▶ _Task objective_:
Repeat the records below word for word, but start at the line that contains "Can you find the straight", stop after the last line, and include nothing else.

▶ _Dataset records_:
━━━━━━━━━━━━━━━━━━━━━━━━━━━━━━
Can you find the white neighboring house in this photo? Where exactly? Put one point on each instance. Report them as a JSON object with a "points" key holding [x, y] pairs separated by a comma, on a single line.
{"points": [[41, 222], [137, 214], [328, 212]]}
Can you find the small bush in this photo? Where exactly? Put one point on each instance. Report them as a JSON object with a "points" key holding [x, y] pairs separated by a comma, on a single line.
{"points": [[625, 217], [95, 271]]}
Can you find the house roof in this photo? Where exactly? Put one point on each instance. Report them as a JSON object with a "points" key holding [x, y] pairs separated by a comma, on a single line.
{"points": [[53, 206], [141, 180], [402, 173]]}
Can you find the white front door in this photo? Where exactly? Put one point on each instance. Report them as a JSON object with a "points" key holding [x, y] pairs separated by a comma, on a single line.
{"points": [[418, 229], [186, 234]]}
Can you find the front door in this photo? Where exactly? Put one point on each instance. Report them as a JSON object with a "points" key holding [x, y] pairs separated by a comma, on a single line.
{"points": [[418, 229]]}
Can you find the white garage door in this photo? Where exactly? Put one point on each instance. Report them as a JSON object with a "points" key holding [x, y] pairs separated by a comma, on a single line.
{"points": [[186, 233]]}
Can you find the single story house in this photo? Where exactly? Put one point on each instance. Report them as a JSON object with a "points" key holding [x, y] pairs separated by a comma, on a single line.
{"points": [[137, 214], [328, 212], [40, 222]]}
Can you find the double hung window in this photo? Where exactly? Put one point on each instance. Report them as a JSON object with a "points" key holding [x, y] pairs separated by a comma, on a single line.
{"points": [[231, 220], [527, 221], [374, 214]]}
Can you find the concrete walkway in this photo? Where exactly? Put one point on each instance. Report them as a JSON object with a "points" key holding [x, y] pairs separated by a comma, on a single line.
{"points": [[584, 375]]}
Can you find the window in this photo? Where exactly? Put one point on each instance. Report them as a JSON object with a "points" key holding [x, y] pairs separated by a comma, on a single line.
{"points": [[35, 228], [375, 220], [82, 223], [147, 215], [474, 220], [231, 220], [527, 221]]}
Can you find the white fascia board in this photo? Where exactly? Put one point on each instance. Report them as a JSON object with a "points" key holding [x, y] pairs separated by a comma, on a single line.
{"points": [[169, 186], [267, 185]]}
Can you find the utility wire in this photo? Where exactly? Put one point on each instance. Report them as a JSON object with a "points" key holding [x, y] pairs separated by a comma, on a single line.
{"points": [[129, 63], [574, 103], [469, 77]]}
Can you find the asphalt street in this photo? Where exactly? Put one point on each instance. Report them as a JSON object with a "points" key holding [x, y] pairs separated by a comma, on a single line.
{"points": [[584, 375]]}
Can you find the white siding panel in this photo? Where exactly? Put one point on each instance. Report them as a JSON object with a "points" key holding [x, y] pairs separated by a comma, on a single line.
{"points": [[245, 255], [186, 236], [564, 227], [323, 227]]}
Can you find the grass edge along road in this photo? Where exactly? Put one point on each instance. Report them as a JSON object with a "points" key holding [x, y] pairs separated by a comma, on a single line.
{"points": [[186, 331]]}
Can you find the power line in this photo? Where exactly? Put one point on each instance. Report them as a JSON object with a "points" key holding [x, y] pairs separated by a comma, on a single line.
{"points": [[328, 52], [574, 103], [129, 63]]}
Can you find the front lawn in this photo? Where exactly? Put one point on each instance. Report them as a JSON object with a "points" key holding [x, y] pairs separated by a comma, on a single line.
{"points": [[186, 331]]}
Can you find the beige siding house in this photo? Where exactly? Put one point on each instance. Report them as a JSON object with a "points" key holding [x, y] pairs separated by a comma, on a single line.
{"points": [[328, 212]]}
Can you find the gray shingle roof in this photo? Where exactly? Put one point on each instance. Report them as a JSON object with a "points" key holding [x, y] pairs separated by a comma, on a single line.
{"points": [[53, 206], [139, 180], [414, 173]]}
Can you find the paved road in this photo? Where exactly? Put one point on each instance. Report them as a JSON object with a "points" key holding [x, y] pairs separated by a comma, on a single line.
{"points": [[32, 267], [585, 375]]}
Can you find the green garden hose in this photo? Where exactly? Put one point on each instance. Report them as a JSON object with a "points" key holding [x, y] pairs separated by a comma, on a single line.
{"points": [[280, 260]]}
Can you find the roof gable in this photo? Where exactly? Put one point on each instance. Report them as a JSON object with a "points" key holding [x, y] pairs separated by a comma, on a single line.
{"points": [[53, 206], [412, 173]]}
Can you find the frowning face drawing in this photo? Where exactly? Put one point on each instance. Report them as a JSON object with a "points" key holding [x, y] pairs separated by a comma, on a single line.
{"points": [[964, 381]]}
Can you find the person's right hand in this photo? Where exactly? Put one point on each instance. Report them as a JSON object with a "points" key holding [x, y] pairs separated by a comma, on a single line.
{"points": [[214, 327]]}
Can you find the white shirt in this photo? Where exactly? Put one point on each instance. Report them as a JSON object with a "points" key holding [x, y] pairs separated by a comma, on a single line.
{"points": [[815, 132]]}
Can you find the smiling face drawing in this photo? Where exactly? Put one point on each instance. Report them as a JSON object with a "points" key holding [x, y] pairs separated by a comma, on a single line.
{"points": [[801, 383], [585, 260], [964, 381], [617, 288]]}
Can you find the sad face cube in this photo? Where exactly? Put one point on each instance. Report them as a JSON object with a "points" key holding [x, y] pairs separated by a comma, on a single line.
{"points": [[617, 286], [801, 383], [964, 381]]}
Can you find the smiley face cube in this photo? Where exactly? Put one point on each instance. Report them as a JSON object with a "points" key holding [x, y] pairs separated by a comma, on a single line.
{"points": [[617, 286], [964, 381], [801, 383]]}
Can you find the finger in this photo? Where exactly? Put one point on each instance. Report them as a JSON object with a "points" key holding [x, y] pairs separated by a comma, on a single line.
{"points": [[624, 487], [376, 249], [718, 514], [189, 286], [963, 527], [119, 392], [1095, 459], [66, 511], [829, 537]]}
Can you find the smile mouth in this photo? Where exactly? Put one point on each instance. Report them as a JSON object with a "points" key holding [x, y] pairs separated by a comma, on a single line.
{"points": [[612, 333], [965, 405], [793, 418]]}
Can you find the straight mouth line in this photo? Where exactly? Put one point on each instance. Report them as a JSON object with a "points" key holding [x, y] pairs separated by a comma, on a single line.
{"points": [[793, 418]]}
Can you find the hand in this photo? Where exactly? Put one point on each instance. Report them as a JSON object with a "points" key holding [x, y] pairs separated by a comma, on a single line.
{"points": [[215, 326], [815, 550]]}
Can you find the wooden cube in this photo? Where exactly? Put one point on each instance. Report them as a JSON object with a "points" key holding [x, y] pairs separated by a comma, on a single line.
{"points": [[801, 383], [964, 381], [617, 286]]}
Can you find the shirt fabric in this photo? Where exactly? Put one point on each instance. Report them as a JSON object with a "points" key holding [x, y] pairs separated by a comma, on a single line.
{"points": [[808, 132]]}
━━━━━━━━━━━━━━━━━━━━━━━━━━━━━━
▶ _Answer to this problem_:
Can you find the straight mouth line in this photo? Where exactly? Put one point on each instance. Report them as a JSON object with a "points" key holding [x, y] pairs separated by a comma, on a single line.
{"points": [[793, 418]]}
Can you find the hand in this photo? Where exactly? Put one point on each instance. Report them as a JSON object with a "points" key holding [x, y] pairs separated by a comma, on a single line.
{"points": [[215, 326], [815, 550]]}
Can you find the wooden cube in this photo? Where exactly? Put one point on each instance. Report them as a JSON object with a "points" key holding [x, y] pairs separated by a comma, on a single line.
{"points": [[801, 383], [964, 381], [617, 286]]}
Can you find the shirt fabric in this photo? Where exactly? Put one point on each instance. Report them as a JSON object with a "points" key holding [x, y] pairs separated by a comma, on a single line.
{"points": [[808, 132]]}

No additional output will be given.